[net.followup] never believe what you read in the popular press about science

pmd@cbscd5.UUCP (07/18/83)

    >From THE EVOLUTION OF CIVILIZATIONS by Carol Quigley:

    "A  number of years ago a book called SCIENCE IS A SACRED COW mad a
    malicious attack on science.  In this work the method of experimental
    science was explained somewhat like this: on Monday I drink whiskey and
    water and get drunk; on Wednesday I drink vodka and water and get drunk; on
    Thursday I think about this and decide that water makes me drunk, since this
    is the only common action I did every day.

    ...

    "There would, perhaps, be no reason to pay attention to this perversion of
    science if it were an isolated case.  But it is not an isolated case.
    Indeed, the book in question, SCIENCE IS A SACRED COW, attracted undeserved
    attention and was publicized in America's most widely read picture magazine
    as a worthy book and a salutary effort to readjust the balance of America's
    idolatry of science.  The magazine article in question reprinted extracts
    from the book, including the section on experimental method, and seriously
    presented to millions of readers the experimental proof that water is an
    intoxicant as an example of scientif method."


    Does anybody know which magazine it was?
    -- 
    Larry Kolodney #13 (I try harder)


I don't know the answer to the question, but  another, more recent, book
on the subject is "Betrayers of the Truth" by William Broad and Nicholas
Wade (Simon & Schuster, New York 1982).  What often scares me is that there
seems to be no good way to hold scientists accountable for the "truths" they
present to the general public.  Considering the reactions of many scientists
to this book, they seem more interested in their reputations than the truth.

Paul Dubuc

mbr@fortune.UUCP (07/20/83)

It's all well and good to say that this is overly simplistic and frightening.
But how about a good argument explaining in what way the "water as an
intoxicant" example violates the scientific method.

larry@grkermit.UUCP (Larry Kolodney) (07/22/83)

The "water is an intoxicant" experiment violates the scientific method
because it did not use a control group.  That is, you have to have
a group which is identical to the test groups in all aspects except for
the characteristic you are testing.  Thus, in order for the "intoxicant"
experiment to be valid, there would have to have been a day on which I 
drank vodka and no water, or gin and no water.  If I didn't get drunk on
those days, then I could say that water had an effect.
-- 
Larry Kolodney #13 (I try harder)
(USENET)
decvax!genrad!grkermit!larry
allegra!linus!genrad!grkermit!larry

(ARPA)  rms.g.lkk@mit-ai

debray@sbcs.UUCP (07/22/83)

>> It's all well and good to say that this is overly simplistic
>> and frightening. But how about a good argument explaining in
>> what way the "water as an intoxicant" example violates the
>> scientific method.

"Gin and water is intoxicating; vodka and water is intoxicating; rum and
 water is intoxicating; water is the *only* substance common to these
 three experiments; hence, water is intoxicating."

That is an excellent example of pseudo-scientific method. It departs from
proper scientific method at two places:

	(1) It asserts without proof that "water is the *only* substance
	    common to all the cases" : without further analysis of the
	    various substances, a scientist would only assert "water is AT
	    LEAST ONE of the substances common to these cases".

*RECORD SET*.
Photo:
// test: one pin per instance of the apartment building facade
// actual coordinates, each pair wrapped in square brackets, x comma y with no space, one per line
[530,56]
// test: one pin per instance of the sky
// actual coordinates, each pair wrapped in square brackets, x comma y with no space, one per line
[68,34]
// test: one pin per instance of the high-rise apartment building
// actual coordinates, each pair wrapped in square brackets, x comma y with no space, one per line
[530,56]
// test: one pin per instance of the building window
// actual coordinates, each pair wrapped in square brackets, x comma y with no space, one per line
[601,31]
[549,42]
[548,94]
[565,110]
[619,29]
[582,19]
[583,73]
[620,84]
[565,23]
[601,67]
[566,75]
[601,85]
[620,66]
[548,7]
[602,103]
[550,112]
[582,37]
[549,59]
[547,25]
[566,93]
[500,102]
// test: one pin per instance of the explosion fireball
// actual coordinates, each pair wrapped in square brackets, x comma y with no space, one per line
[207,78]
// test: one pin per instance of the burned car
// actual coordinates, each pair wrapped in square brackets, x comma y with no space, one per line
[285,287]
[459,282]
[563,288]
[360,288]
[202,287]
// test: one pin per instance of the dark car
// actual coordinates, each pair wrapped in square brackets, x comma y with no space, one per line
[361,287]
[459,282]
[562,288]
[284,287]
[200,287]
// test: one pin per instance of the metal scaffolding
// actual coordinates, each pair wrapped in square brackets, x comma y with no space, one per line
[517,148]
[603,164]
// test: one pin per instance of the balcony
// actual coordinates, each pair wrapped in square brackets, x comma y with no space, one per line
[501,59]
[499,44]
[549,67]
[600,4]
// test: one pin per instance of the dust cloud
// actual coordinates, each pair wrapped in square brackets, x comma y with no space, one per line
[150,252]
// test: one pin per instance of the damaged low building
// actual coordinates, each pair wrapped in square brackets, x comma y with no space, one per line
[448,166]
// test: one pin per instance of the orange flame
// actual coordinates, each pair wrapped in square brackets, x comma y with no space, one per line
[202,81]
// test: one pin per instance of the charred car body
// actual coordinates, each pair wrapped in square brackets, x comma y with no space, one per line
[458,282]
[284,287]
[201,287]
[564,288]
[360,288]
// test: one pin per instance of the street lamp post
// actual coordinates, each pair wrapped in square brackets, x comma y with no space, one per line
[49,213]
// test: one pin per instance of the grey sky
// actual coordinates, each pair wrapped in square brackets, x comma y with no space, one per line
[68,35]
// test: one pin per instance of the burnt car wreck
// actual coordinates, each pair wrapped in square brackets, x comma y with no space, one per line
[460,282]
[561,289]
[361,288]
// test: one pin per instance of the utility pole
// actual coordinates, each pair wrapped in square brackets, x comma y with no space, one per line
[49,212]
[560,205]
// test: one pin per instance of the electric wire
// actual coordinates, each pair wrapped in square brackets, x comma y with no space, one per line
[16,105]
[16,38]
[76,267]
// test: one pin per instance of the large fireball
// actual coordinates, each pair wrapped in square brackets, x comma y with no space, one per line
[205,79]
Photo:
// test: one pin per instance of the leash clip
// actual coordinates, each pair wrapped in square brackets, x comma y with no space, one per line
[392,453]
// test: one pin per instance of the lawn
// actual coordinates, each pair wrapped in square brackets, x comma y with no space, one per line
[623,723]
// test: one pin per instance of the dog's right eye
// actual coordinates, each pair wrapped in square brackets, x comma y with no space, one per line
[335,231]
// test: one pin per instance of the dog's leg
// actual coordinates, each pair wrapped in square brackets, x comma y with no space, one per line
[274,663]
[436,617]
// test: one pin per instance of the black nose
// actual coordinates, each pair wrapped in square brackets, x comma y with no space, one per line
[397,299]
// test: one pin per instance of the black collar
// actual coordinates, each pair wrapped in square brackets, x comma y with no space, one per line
--
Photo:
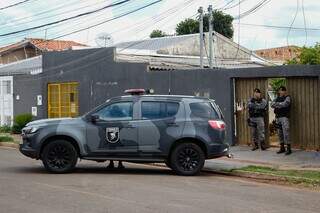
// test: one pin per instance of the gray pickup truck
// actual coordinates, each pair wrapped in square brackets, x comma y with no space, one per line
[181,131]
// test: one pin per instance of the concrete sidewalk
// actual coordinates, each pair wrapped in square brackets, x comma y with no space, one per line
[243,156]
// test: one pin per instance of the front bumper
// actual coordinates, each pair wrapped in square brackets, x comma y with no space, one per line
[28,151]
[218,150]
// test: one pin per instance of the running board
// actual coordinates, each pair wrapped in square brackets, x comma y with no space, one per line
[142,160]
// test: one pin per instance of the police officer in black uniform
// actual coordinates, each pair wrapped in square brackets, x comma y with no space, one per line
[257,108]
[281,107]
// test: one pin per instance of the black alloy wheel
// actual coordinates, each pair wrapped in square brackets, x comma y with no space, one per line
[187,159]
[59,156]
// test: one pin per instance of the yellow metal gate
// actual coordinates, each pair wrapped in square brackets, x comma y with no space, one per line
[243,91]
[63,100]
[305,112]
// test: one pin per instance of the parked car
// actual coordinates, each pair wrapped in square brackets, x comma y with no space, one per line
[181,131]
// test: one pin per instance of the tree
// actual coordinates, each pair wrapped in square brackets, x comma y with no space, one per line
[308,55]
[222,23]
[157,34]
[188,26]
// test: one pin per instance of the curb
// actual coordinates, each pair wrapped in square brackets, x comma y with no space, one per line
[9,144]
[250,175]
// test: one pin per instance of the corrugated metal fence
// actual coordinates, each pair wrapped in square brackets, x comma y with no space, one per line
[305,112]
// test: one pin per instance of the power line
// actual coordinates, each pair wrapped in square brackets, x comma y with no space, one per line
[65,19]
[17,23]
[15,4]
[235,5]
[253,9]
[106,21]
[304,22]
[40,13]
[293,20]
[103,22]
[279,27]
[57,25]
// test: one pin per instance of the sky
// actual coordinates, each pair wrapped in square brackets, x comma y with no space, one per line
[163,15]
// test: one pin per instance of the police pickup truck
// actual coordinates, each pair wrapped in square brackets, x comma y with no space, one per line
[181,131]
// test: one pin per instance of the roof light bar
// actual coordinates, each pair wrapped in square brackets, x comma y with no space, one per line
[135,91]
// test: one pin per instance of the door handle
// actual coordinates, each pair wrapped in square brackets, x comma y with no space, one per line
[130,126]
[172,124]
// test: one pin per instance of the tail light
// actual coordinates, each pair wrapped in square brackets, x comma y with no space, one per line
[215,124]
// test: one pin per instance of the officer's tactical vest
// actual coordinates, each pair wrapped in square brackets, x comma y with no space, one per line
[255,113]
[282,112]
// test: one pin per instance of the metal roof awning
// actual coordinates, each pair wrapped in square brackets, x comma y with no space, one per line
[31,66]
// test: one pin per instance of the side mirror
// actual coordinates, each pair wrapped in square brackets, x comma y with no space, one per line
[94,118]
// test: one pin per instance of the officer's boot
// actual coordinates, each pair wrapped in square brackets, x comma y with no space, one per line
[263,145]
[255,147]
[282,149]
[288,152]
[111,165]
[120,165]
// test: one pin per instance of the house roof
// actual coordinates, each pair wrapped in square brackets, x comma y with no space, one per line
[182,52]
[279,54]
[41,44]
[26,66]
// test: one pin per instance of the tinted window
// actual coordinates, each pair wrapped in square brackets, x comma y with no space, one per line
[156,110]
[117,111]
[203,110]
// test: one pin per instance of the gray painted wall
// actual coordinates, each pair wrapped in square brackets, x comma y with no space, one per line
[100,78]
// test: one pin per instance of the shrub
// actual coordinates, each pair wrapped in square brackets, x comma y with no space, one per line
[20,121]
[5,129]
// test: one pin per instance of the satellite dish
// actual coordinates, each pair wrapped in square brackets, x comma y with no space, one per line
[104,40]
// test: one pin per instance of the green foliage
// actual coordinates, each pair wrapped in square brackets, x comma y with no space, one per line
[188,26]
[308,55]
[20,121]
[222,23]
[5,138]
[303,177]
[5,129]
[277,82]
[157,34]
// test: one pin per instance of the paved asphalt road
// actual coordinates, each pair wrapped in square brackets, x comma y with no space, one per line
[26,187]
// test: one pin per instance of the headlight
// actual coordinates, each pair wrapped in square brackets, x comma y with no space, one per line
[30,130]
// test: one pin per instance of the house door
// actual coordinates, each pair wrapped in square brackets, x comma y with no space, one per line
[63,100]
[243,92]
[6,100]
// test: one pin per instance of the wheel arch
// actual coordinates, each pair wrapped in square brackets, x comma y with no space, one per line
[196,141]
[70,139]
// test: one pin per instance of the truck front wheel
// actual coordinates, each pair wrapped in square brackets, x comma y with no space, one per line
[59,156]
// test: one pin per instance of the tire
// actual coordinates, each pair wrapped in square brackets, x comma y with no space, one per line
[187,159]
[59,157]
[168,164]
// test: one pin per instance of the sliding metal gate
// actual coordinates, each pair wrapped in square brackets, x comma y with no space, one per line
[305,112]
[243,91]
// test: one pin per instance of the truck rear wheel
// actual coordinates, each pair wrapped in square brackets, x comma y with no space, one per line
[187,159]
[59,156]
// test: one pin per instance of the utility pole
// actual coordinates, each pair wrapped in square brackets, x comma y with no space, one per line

*TASK BRIEF*. Reproduce the Usenet thread above word for word, starting at "larry@grkermit.UUCP (Larry Kolodney)" and ending at "had an effect.".

*EXERCISE OUTPUT*.
larry@grkermit.UUCP (Larry Kolodney) (07/22/83)

The "water is an intoxicant" experiment violates the scientific method
because it did not use a control group.  That is, you have to have
a group which is identical to the test groups in all aspects except for
the characteristic you are testing.  Thus, in order for the "intoxicant"
experiment to be valid, there would have to have been a day on which I 
drank vodka and no water, or gin and no water.  If I didn't get drunk on
those days, then I could say that water had an effect.